• DATA SHOWN
+++

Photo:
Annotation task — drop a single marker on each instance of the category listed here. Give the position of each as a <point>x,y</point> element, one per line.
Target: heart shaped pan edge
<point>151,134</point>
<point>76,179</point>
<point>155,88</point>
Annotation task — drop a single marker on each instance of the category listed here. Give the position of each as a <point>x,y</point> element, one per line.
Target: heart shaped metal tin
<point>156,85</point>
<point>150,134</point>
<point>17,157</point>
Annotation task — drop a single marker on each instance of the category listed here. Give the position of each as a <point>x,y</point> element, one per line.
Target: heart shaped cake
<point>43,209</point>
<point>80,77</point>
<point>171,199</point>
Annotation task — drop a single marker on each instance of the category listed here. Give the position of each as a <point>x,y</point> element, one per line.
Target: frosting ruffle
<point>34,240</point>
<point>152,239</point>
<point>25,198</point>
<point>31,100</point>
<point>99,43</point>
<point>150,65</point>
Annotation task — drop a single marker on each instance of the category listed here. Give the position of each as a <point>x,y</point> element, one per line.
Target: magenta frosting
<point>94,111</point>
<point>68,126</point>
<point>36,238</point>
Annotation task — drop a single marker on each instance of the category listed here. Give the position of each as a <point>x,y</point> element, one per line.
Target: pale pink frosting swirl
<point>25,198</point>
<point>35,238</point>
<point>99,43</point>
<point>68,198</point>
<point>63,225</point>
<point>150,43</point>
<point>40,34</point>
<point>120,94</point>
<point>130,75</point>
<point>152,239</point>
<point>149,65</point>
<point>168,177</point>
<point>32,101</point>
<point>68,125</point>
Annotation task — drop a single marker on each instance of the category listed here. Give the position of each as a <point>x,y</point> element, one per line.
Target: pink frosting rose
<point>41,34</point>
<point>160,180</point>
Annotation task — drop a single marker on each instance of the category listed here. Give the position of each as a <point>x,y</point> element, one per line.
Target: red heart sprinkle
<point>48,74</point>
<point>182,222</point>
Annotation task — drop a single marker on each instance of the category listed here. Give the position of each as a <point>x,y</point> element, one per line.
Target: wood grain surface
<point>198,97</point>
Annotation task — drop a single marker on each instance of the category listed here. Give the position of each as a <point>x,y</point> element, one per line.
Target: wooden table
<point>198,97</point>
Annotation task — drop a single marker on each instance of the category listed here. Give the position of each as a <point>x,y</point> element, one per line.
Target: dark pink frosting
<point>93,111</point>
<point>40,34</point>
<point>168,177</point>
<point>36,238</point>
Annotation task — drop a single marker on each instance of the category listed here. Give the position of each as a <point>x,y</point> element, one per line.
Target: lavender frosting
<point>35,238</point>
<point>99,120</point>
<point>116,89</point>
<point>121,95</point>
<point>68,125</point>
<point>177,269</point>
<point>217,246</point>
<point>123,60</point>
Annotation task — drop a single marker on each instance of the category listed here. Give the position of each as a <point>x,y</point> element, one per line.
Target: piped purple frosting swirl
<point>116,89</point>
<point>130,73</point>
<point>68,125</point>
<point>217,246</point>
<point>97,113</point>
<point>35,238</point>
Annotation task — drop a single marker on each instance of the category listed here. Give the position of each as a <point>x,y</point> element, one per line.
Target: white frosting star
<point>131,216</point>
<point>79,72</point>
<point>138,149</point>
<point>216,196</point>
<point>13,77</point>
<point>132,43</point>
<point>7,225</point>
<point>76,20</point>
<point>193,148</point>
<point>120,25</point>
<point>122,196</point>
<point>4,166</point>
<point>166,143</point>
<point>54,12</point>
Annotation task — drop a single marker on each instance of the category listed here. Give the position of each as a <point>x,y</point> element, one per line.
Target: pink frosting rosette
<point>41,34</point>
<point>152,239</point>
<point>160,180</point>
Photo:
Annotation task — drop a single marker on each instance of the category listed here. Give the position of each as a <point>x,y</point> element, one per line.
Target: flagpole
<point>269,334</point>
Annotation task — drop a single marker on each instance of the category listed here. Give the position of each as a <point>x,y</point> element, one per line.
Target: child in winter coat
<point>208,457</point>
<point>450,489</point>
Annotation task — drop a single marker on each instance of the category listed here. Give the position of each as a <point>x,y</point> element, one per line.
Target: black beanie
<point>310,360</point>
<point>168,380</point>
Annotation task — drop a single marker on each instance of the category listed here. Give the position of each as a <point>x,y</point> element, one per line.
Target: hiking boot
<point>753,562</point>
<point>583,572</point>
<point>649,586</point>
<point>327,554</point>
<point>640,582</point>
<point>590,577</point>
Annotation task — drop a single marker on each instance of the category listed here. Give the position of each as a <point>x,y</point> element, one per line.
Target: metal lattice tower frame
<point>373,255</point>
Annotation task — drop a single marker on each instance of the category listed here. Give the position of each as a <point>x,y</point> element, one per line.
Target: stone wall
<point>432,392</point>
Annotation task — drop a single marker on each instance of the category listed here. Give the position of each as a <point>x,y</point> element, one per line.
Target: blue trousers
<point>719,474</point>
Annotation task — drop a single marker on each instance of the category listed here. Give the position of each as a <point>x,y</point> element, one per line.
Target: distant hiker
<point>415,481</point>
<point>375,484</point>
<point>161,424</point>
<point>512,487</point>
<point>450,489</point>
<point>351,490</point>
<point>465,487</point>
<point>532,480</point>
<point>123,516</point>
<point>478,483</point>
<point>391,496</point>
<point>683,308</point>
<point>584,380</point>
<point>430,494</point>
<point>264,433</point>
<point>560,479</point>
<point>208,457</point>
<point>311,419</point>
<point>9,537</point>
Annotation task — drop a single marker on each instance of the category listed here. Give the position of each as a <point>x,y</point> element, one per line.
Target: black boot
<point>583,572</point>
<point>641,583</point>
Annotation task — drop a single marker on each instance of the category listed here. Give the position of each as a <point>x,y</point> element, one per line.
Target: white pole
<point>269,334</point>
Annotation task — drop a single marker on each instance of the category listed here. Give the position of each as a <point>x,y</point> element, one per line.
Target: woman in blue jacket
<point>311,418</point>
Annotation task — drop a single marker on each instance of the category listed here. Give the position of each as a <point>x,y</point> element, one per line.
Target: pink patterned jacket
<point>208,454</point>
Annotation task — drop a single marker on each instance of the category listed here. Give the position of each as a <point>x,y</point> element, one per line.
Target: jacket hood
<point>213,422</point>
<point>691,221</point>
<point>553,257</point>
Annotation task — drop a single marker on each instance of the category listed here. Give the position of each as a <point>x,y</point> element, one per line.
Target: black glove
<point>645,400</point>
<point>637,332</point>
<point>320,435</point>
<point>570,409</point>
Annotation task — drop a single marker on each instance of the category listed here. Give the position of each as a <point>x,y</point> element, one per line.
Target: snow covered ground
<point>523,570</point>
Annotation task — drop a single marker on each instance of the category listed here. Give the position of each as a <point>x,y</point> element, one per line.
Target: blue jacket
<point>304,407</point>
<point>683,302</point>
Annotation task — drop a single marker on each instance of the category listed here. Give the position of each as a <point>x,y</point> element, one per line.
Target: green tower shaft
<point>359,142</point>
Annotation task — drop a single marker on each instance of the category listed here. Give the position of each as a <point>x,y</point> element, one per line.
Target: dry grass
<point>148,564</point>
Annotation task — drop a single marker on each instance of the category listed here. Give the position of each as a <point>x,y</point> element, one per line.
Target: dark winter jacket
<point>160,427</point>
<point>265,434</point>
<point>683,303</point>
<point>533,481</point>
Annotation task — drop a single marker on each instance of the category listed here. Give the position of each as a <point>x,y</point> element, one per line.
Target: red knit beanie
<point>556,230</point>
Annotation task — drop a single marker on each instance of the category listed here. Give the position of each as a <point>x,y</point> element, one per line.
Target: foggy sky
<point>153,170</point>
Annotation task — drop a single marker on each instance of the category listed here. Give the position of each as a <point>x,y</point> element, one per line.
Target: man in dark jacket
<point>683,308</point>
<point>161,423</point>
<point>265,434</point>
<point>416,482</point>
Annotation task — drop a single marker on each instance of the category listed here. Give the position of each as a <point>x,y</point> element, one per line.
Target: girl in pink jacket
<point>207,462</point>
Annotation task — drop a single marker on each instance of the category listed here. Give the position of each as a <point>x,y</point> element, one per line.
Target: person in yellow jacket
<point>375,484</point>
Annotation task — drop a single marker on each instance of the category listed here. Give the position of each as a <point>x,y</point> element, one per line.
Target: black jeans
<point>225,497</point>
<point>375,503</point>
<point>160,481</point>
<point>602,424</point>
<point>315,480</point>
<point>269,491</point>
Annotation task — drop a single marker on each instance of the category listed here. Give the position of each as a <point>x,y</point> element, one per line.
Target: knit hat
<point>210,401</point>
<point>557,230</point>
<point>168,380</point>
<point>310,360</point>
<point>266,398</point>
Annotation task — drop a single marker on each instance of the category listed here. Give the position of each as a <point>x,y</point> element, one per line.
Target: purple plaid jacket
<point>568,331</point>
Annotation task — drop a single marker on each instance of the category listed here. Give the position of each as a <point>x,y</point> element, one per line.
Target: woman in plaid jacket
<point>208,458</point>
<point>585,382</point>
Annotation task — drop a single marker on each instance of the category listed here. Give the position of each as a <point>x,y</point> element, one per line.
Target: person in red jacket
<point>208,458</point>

+++

• WHAT THE EXERCISE ASKS
Every line from the one containing "Target: woman in plaid jacket" through the last line of the entries above must be output exactly. Leave the rest out.

• ANSWER AREA
Target: woman in plaid jacket
<point>208,458</point>
<point>585,382</point>
Annotation task — drop a single marker on each instance of the category listed here. Give the position of each as a <point>x,y</point> element, one per line.
Target: person in red jacket
<point>208,458</point>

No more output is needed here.